Working data:
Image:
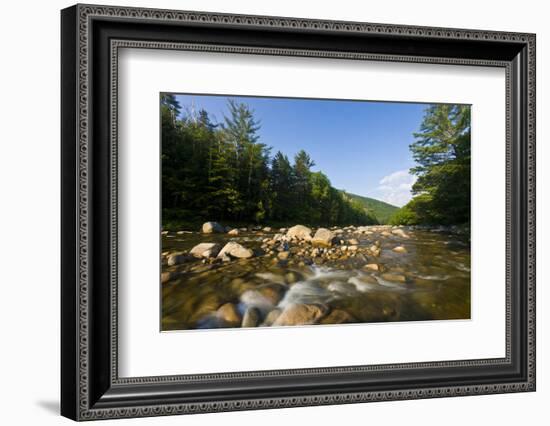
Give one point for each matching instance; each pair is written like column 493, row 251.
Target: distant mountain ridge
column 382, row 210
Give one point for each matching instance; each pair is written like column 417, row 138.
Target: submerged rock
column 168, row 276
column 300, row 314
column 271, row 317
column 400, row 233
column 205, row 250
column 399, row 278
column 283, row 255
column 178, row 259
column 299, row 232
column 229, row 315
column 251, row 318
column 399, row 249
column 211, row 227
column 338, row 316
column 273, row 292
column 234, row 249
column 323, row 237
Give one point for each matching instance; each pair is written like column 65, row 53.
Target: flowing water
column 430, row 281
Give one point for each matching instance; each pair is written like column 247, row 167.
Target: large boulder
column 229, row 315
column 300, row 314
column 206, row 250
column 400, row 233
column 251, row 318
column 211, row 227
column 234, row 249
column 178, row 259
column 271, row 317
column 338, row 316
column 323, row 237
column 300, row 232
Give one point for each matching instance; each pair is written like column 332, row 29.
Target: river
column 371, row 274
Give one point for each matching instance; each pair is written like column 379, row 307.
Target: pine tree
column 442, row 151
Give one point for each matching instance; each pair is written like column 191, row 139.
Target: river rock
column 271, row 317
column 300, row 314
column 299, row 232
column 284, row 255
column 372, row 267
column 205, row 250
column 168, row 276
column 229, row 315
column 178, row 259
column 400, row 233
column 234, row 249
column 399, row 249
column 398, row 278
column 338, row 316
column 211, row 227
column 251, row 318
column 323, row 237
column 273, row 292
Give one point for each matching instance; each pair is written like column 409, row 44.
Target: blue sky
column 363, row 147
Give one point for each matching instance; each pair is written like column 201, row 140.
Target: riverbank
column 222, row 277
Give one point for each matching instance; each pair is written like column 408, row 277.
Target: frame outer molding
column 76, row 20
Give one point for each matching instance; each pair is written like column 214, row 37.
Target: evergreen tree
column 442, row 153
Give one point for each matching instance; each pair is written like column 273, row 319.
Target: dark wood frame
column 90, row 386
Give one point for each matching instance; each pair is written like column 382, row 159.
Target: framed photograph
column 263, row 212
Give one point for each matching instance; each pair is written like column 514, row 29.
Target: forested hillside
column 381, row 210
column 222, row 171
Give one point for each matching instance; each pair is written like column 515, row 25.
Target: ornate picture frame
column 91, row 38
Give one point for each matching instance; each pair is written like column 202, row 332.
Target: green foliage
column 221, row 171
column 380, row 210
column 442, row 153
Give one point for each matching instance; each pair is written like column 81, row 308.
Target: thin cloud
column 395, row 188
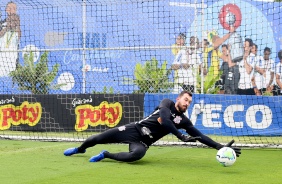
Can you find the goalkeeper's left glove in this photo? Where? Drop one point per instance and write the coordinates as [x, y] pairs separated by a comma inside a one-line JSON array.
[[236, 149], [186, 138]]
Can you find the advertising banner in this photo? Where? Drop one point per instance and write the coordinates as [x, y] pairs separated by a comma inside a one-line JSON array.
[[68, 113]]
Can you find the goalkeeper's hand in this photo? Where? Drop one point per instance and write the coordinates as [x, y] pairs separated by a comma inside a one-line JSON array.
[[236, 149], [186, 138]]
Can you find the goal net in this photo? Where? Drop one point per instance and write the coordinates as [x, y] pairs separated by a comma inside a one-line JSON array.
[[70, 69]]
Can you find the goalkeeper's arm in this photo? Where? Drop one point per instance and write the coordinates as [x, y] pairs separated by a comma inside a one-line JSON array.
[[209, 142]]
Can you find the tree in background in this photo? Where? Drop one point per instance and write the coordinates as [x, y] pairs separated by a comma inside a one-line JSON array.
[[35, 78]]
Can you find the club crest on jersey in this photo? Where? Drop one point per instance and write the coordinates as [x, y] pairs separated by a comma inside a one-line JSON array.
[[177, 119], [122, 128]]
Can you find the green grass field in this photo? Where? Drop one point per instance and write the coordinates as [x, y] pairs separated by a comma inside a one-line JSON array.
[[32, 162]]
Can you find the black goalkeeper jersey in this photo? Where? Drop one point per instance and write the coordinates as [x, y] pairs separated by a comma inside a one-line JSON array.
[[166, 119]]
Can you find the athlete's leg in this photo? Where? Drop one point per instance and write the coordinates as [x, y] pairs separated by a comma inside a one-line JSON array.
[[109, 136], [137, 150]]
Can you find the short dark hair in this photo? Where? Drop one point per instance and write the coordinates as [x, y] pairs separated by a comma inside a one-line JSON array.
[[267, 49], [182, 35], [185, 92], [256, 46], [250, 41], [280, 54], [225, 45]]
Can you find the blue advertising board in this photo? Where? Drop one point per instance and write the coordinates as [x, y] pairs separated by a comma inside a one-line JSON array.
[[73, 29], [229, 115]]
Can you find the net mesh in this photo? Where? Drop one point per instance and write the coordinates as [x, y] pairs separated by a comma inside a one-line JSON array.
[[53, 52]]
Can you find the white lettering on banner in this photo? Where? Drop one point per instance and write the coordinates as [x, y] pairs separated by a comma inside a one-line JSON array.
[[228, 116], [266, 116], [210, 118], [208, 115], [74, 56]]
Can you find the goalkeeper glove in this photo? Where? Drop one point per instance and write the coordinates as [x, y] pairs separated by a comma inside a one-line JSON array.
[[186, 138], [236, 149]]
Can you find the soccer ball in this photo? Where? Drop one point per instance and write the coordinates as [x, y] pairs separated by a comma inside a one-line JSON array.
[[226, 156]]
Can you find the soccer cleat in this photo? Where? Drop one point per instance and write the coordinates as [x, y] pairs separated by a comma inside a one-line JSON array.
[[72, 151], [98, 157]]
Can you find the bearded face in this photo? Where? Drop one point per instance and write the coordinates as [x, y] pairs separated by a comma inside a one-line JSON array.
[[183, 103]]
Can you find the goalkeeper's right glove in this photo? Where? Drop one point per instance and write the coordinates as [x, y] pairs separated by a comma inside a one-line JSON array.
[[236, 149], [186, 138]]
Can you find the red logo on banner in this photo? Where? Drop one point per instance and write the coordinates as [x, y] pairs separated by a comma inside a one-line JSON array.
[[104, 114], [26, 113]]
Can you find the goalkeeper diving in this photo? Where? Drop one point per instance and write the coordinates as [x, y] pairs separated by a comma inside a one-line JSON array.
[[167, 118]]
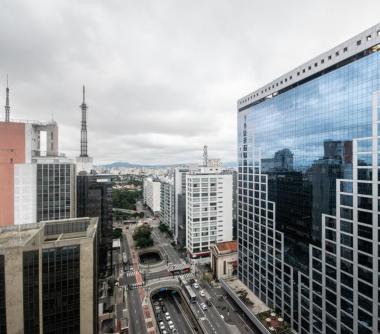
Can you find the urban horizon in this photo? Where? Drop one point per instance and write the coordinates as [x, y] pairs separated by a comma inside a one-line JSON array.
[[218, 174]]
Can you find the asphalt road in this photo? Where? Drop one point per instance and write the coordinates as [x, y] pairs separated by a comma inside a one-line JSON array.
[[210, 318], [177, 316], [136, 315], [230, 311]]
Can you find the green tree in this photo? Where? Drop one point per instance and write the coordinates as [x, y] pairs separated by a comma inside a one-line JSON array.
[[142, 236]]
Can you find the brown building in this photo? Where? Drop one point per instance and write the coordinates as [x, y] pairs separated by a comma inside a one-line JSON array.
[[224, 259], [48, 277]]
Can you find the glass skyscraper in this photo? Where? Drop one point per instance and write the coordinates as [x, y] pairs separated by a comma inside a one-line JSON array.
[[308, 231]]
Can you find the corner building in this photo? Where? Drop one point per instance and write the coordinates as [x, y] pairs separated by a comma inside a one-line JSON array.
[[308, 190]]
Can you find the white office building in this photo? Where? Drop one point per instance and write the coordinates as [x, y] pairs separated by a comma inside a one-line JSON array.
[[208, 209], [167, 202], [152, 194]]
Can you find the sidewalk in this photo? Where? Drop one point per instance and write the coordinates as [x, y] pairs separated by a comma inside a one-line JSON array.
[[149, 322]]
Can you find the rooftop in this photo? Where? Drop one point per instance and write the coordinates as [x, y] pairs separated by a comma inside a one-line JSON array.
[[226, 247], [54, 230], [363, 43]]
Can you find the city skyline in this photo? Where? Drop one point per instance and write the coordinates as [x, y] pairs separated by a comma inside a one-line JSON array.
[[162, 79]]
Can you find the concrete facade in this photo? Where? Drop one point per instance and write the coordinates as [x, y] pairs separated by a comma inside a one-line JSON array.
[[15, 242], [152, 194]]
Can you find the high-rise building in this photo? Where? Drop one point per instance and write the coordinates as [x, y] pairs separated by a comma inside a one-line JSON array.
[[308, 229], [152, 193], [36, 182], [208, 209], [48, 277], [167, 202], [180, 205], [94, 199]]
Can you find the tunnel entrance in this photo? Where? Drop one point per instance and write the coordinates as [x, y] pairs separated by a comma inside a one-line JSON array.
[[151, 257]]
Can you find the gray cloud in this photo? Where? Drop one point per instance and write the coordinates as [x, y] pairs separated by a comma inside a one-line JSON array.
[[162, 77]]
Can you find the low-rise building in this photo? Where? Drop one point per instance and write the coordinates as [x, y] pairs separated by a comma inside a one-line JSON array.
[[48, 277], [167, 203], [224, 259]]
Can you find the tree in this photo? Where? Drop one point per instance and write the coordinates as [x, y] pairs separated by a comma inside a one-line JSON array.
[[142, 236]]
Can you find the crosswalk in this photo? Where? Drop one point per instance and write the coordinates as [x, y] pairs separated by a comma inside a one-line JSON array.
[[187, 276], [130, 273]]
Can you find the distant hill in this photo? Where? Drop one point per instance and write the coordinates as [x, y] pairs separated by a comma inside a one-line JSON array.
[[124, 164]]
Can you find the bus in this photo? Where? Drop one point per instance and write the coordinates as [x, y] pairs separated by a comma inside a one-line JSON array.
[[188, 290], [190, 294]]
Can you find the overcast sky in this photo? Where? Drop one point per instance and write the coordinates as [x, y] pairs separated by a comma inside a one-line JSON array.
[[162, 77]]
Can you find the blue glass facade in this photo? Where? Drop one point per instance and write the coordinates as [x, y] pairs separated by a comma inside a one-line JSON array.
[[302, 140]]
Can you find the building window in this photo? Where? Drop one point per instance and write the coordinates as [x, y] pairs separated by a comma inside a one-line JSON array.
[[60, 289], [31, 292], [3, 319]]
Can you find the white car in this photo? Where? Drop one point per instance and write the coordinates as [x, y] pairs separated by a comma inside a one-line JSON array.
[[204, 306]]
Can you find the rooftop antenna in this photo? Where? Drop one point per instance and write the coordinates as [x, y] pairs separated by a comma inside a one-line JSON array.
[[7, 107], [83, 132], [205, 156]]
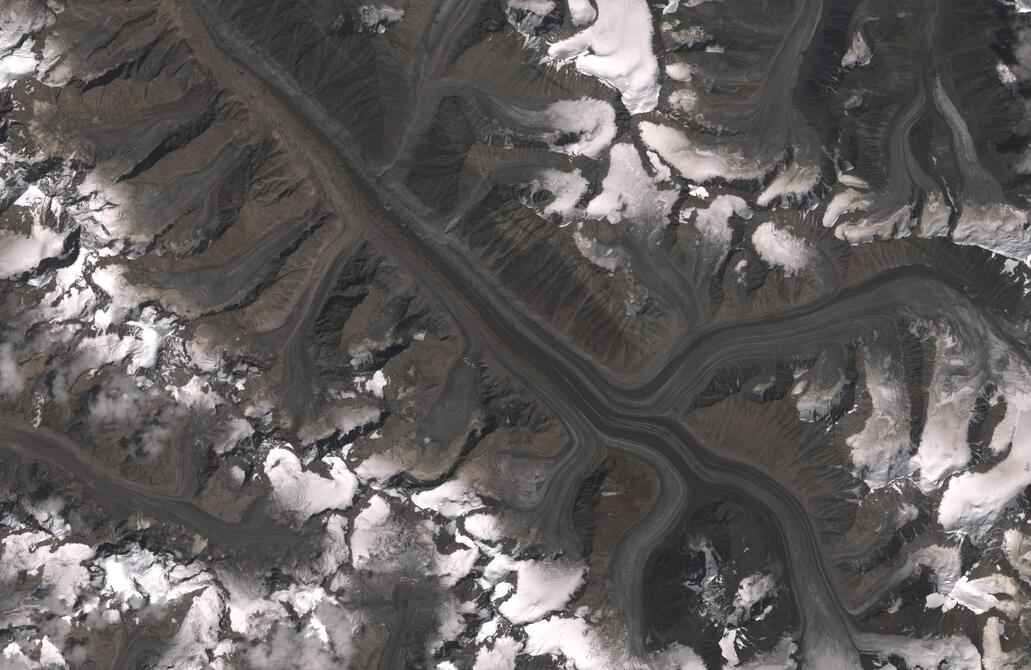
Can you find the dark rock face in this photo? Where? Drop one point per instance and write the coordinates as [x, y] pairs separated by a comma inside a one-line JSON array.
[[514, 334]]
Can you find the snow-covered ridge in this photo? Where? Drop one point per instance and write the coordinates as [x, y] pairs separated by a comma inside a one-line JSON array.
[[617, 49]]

What is needed:
Copy the rows above word for word, from their first line through the line containing "column 430, row 281", and leave the pictures out.

Answer to the task:
Image:
Give one point for each matching instance; each pair is written like column 493, row 251.
Target: distant mountain ridge
column 382, row 210
Give one point for each matching instance; each pair is written like column 417, row 138.
Target: submerged rock
column 168, row 276
column 300, row 314
column 271, row 317
column 400, row 233
column 205, row 250
column 399, row 278
column 283, row 255
column 178, row 259
column 299, row 232
column 229, row 315
column 251, row 318
column 399, row 249
column 211, row 227
column 338, row 316
column 273, row 292
column 234, row 249
column 323, row 237
Give one point for each matching instance; each pair is written like column 65, row 53.
Target: flowing water
column 430, row 281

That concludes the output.